▶ [Work request]:
Using the data beneath, show every line that includes the word "yoke".

Image point grounding data:
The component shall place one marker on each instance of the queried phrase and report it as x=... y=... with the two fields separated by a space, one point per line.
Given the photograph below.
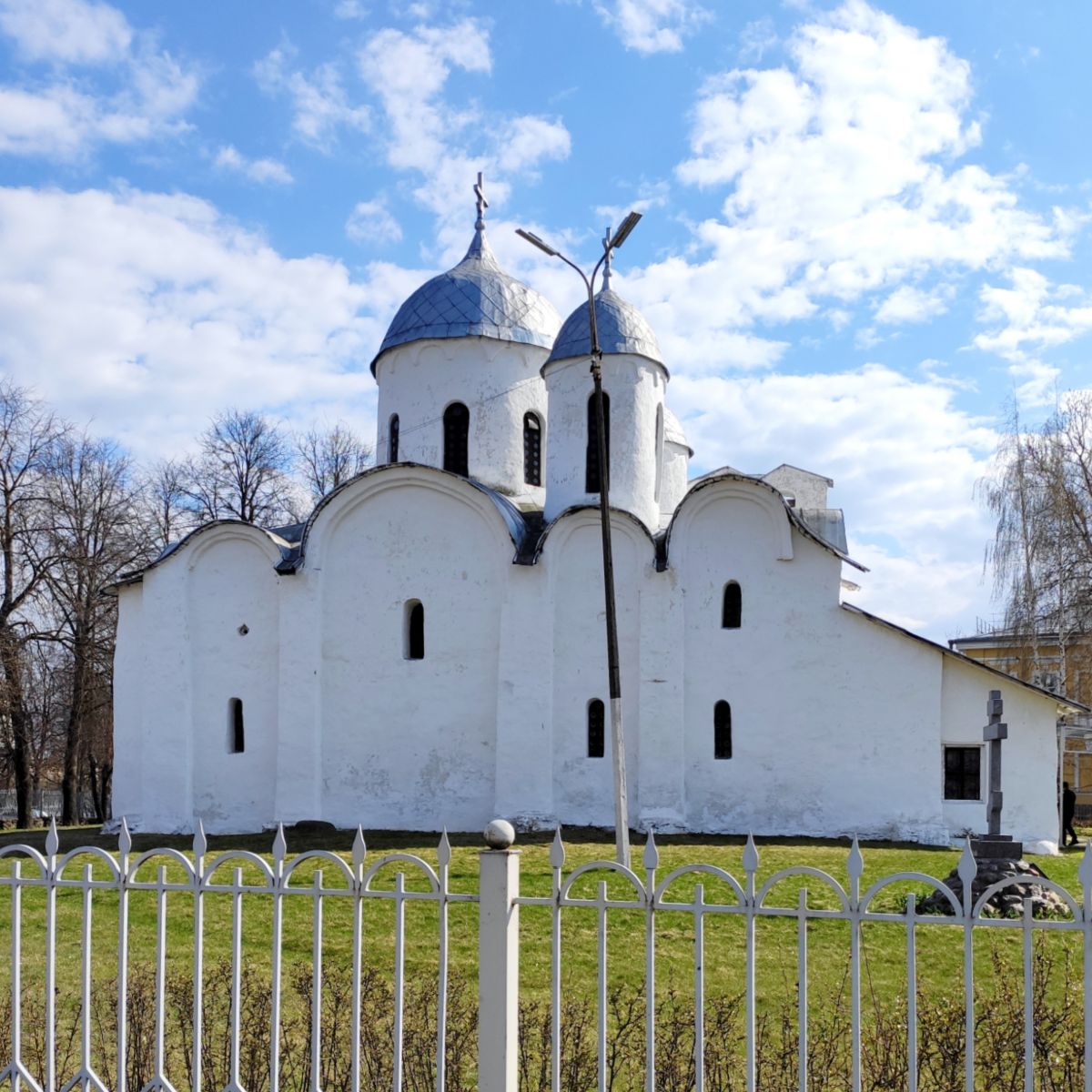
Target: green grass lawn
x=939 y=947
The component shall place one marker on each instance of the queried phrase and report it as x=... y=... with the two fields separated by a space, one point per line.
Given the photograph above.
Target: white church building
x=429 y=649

==

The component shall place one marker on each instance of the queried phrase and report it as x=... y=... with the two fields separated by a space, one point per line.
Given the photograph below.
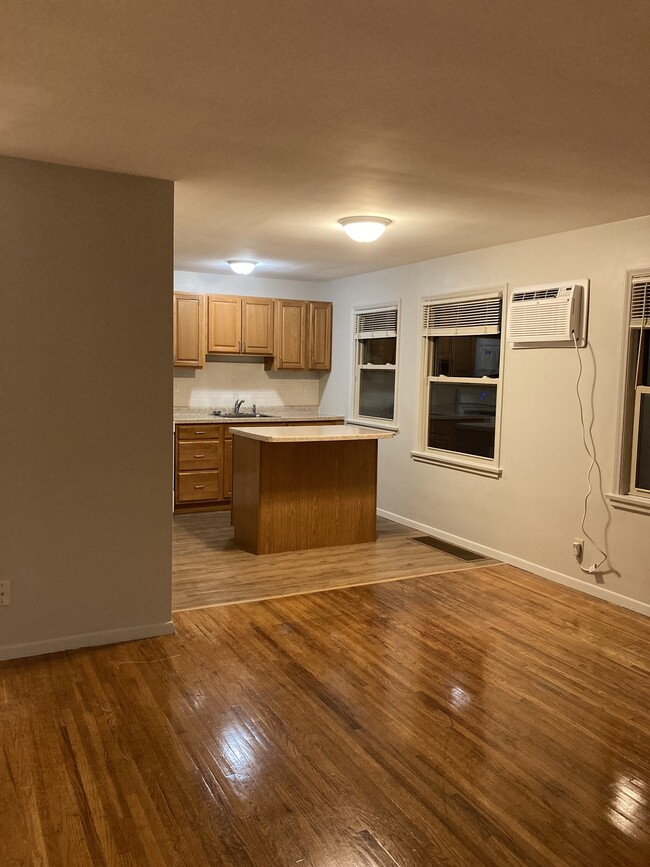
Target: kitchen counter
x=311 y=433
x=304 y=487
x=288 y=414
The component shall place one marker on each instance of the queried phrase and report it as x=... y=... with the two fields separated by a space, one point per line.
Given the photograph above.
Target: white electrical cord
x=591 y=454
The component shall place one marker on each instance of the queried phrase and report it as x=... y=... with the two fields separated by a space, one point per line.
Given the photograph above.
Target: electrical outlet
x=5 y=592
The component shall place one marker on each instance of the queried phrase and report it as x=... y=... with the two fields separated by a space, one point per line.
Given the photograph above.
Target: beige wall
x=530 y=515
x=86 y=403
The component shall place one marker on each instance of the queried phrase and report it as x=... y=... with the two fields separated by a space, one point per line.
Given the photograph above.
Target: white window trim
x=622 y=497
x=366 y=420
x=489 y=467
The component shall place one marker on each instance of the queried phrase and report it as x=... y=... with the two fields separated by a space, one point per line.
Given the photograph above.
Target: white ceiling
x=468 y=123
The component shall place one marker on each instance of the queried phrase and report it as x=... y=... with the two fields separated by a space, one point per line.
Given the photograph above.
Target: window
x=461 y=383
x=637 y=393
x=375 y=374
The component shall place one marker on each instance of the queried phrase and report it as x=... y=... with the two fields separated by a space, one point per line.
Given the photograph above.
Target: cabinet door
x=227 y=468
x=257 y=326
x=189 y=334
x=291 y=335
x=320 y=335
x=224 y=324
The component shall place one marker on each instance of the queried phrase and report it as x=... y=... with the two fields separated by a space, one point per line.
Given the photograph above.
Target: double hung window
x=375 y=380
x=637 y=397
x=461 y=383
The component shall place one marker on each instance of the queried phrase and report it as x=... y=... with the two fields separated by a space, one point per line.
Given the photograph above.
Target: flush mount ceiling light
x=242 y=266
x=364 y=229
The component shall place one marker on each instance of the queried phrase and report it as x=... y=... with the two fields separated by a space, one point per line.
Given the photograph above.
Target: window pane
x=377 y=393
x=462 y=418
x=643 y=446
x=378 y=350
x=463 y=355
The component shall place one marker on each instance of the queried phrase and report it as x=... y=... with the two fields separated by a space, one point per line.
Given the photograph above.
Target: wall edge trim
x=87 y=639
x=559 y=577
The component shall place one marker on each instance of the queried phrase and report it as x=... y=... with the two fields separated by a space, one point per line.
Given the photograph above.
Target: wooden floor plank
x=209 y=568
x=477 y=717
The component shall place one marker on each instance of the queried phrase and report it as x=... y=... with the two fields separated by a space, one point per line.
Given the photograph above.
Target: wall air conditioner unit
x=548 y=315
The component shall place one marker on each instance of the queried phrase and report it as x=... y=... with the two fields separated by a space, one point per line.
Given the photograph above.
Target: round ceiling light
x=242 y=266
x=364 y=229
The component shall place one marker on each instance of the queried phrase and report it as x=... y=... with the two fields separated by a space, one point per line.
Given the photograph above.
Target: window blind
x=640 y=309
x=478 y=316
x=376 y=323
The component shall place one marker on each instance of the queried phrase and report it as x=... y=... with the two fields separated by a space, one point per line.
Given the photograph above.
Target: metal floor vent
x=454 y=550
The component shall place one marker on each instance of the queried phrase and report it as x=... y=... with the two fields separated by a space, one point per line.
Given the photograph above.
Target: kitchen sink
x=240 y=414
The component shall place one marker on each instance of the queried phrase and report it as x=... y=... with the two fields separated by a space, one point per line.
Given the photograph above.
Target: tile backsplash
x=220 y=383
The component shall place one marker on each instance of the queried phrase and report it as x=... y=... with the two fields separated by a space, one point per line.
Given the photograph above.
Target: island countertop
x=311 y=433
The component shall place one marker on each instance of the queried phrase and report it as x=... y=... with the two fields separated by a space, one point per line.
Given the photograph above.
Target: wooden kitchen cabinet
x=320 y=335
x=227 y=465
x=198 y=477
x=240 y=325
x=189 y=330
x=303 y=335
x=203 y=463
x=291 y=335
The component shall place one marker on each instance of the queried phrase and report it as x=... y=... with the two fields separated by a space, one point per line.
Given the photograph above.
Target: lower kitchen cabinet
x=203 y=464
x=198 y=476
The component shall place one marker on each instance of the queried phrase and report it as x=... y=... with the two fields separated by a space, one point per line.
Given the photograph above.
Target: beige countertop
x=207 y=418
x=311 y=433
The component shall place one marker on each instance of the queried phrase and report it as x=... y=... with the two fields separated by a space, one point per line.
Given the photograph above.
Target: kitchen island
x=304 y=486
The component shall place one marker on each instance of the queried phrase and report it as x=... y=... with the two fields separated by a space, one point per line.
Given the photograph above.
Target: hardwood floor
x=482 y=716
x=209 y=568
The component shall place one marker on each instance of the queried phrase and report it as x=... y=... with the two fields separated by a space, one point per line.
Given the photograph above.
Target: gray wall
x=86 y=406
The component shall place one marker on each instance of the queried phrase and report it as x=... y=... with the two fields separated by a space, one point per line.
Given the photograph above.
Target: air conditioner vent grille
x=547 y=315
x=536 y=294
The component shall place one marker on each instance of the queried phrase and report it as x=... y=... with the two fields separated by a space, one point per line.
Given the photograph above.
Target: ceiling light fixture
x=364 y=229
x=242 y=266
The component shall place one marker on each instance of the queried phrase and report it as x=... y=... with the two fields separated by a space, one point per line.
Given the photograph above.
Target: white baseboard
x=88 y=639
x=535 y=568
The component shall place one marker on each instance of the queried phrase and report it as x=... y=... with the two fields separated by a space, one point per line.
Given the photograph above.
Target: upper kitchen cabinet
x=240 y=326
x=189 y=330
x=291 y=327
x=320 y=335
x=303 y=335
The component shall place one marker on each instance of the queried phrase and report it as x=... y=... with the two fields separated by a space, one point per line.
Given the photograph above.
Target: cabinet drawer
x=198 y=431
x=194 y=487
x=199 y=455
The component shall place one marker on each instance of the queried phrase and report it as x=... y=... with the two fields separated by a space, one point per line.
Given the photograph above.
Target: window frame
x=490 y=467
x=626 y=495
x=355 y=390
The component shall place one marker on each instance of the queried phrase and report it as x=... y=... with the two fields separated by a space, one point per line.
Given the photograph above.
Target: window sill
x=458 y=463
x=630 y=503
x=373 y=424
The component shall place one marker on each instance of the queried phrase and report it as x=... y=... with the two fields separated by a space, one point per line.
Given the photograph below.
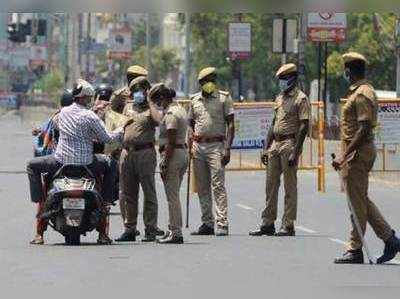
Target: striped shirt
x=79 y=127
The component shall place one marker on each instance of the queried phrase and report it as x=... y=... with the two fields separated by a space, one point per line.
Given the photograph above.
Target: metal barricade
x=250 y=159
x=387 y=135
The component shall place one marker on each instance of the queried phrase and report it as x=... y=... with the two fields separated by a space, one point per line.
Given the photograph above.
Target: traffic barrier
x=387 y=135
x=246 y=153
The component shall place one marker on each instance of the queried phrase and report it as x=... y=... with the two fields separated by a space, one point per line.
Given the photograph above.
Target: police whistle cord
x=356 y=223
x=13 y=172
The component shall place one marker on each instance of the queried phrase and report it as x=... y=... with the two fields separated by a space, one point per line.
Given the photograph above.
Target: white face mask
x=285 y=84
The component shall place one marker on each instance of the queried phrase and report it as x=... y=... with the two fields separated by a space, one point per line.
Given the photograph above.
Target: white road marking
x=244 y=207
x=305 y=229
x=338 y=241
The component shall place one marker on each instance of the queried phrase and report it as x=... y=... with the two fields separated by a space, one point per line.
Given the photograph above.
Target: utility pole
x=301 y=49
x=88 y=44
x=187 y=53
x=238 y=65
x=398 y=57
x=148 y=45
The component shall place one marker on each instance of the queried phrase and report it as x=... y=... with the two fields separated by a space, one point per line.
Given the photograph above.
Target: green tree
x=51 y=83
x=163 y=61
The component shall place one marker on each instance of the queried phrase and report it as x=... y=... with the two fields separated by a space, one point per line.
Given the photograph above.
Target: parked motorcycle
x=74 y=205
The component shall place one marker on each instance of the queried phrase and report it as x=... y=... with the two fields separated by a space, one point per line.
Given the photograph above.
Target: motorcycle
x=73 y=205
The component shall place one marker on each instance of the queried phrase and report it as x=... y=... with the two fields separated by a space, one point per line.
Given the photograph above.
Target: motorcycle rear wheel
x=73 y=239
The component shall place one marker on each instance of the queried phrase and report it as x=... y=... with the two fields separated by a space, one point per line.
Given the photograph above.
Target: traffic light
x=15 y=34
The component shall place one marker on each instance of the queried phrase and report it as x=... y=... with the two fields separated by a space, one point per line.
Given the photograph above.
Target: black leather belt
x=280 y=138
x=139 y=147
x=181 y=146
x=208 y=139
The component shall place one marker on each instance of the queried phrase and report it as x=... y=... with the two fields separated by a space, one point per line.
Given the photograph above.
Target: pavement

--

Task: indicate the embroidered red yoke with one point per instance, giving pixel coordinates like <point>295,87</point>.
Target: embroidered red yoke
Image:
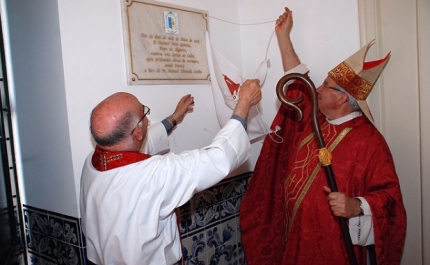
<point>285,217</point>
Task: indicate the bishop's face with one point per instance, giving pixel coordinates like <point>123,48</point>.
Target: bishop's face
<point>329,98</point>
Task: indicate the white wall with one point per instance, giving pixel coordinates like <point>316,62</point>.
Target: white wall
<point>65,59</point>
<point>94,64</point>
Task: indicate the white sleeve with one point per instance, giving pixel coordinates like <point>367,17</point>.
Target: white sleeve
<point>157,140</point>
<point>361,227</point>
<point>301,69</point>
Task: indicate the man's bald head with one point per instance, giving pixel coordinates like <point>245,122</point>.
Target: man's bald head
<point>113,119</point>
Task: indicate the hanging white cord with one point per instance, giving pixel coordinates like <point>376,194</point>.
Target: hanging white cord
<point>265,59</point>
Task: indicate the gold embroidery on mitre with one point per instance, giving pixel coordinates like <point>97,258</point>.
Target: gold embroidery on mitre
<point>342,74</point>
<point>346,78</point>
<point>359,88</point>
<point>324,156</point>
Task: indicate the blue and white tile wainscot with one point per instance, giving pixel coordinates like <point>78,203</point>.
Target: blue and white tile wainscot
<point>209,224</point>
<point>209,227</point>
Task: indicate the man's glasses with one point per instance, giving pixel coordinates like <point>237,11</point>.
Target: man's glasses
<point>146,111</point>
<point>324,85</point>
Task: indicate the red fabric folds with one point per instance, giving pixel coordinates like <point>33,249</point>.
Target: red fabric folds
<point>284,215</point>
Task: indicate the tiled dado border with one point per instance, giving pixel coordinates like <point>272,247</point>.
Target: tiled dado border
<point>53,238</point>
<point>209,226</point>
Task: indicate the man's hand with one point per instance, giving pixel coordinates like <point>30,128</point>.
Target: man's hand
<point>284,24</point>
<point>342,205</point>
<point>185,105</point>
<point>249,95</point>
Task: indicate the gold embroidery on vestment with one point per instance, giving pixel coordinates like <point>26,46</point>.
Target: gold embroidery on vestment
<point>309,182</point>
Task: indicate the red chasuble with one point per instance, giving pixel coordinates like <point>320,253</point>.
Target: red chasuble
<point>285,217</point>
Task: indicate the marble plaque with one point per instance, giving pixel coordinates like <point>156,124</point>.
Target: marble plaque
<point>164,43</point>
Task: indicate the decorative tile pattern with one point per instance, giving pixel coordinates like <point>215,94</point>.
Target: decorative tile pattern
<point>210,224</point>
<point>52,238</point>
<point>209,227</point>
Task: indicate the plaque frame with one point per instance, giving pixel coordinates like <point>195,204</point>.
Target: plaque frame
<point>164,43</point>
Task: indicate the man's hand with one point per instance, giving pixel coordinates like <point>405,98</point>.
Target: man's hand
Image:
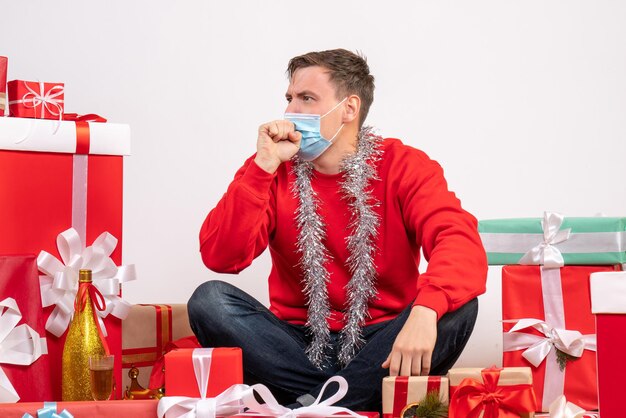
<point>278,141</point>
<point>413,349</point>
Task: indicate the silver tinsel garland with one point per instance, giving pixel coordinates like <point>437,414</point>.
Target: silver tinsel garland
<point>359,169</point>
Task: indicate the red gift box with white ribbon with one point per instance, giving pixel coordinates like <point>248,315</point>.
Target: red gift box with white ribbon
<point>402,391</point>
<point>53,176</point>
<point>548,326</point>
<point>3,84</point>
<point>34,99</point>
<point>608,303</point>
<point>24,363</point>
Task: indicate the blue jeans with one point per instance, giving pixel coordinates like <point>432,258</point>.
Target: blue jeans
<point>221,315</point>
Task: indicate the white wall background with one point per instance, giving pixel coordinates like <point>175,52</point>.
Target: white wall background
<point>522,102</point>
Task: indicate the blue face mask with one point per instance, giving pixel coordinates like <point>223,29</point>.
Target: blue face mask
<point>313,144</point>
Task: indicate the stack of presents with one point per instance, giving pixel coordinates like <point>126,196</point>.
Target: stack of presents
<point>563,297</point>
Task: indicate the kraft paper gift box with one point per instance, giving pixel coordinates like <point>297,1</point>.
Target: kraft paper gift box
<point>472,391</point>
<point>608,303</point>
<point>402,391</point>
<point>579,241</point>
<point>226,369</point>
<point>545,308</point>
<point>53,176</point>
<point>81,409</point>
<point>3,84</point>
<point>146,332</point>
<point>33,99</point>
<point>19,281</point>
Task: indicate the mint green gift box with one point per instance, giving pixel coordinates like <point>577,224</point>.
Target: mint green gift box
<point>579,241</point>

▶ [Written answer]:
Task: indicate the embroidered red yoke with one point per instance, giving pixel coordinates like <point>295,87</point>.
Target: embroidered red yoke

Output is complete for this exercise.